Stored items from a collection
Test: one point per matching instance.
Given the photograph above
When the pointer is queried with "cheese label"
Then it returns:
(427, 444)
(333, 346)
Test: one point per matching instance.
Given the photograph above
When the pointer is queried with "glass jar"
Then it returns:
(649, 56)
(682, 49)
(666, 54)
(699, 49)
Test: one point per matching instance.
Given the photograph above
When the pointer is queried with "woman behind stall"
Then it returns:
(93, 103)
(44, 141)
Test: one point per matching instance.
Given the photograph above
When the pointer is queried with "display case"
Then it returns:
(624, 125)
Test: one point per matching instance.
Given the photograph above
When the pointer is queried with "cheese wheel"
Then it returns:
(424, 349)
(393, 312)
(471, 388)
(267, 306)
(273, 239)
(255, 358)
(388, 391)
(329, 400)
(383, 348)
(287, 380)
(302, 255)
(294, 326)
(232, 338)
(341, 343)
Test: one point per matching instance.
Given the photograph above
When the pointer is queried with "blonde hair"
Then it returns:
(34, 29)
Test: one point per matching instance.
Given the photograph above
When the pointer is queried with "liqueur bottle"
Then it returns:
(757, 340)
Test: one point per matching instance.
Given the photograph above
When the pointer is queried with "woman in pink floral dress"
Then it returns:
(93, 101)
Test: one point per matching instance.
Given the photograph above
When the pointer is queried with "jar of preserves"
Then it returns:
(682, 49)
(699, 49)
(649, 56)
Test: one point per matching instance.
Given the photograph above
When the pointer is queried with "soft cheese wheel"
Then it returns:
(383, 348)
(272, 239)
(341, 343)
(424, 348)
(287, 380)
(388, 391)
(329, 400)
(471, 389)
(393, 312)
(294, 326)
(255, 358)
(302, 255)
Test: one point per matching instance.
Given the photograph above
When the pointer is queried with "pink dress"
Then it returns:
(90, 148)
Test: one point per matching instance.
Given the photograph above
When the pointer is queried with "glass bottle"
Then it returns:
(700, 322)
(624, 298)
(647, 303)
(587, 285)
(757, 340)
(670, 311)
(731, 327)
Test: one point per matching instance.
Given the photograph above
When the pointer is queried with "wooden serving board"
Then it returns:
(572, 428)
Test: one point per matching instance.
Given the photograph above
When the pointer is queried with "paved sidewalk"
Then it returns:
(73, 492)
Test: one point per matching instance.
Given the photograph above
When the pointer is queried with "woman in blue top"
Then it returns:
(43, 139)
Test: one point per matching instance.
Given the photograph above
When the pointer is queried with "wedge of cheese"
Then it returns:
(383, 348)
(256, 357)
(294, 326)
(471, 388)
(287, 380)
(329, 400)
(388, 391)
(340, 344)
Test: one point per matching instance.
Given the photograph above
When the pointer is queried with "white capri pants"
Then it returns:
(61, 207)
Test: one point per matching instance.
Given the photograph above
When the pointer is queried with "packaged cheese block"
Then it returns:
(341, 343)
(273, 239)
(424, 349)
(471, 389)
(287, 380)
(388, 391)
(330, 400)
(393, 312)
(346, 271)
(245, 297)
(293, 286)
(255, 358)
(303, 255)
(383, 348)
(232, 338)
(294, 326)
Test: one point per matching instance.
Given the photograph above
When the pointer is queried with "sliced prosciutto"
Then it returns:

▶ WHAT IS EXPECTED:
Extract every entry in the listing word for word.

▶ FULL SOLUTION:
Test: one point per matching instance.
Given the photograph above
When the pointer is queried with "cheese label"
Then it returns:
(427, 444)
(333, 346)
Test: one point per matching instance.
Given the photograph above
When the pointer is queried with "glass jar"
Then it returns:
(649, 56)
(682, 49)
(666, 54)
(699, 49)
Test: one point per matching instance.
Given the photograph above
When the pointer is queried with "woman behind stall"
Then it returns:
(93, 103)
(44, 141)
Test: one point per matching instance.
Given the photograph above
When the pointer is queried with "display case"
Then it returns:
(624, 125)
Test: one point per matching instance.
Given the photograph above
When the pointer is queried with "cheese wheel"
Then it returns:
(424, 349)
(393, 312)
(471, 388)
(267, 306)
(273, 239)
(255, 358)
(388, 391)
(329, 400)
(383, 348)
(287, 380)
(302, 255)
(294, 326)
(232, 338)
(341, 343)
Test: one point per matching instance.
Given the photograph above
When the pointer is queried with "blonde hair"
Then it returns:
(34, 29)
Test: one point per matching instance.
Given the photograph above
When the pointer is queried with "liqueur bottle"
Then it returns:
(757, 340)
Test: one point per matching instance.
Given the photograph above
When the pointer is queried with "woman in pink floral dress"
Then it returns:
(93, 101)
Test: one point per matching instance.
Given the photograph above
When the pointer is queried with "jar of preserves"
Then it returns:
(682, 49)
(699, 49)
(649, 56)
Test: one point per matching instance.
Given the photograph above
When the pointer is queried with "soft cheese wheel"
Then it returns:
(383, 348)
(272, 239)
(341, 343)
(424, 348)
(287, 380)
(388, 391)
(329, 400)
(471, 389)
(393, 312)
(294, 326)
(255, 358)
(302, 255)
Test: one point per matching instance.
Given the photograph above
When the pointer is queried with "pink dress"
Then it returns:
(90, 148)
Test: one point per matching instance.
Given the photograph above
When the pointer is queried with "glass bottle"
Then it returns:
(700, 322)
(624, 298)
(647, 303)
(587, 285)
(757, 340)
(670, 311)
(731, 327)
Test: one point per matching instance.
Given the photograph above
When the pointer is queried with "wooden serving board"
Then it returns:
(572, 428)
Test: one point per matching instance.
Given the photograph above
When the pointer is queried with "paved sidewalk"
Then it returns:
(73, 492)
Test: one point per matching instance.
Given the photograph above
When the pointer is queried with "woman in blue top"
Then it returns:
(43, 139)
Test: one point per matching instance.
Given the photograph above
When the pointer is queried with "wedge of cheese"
Then it returns:
(383, 348)
(256, 357)
(294, 326)
(471, 388)
(287, 380)
(329, 400)
(388, 391)
(340, 344)
Test: one point per matching instance.
Given the photograph above
When the pointer is queried with "white capri pants"
Then it returns:
(61, 207)
Test: one point per matching instance.
Given the photograph above
When the pointer is queried with "packaged cheese block"
Then it returns:
(341, 343)
(273, 239)
(424, 349)
(471, 389)
(287, 380)
(388, 391)
(330, 400)
(393, 312)
(346, 271)
(245, 297)
(293, 286)
(255, 358)
(303, 255)
(383, 348)
(232, 338)
(294, 326)
Test: one point per matching instance.
Given the photograph above
When the pointer is queried with "sliced prosciutto"
Then it returns:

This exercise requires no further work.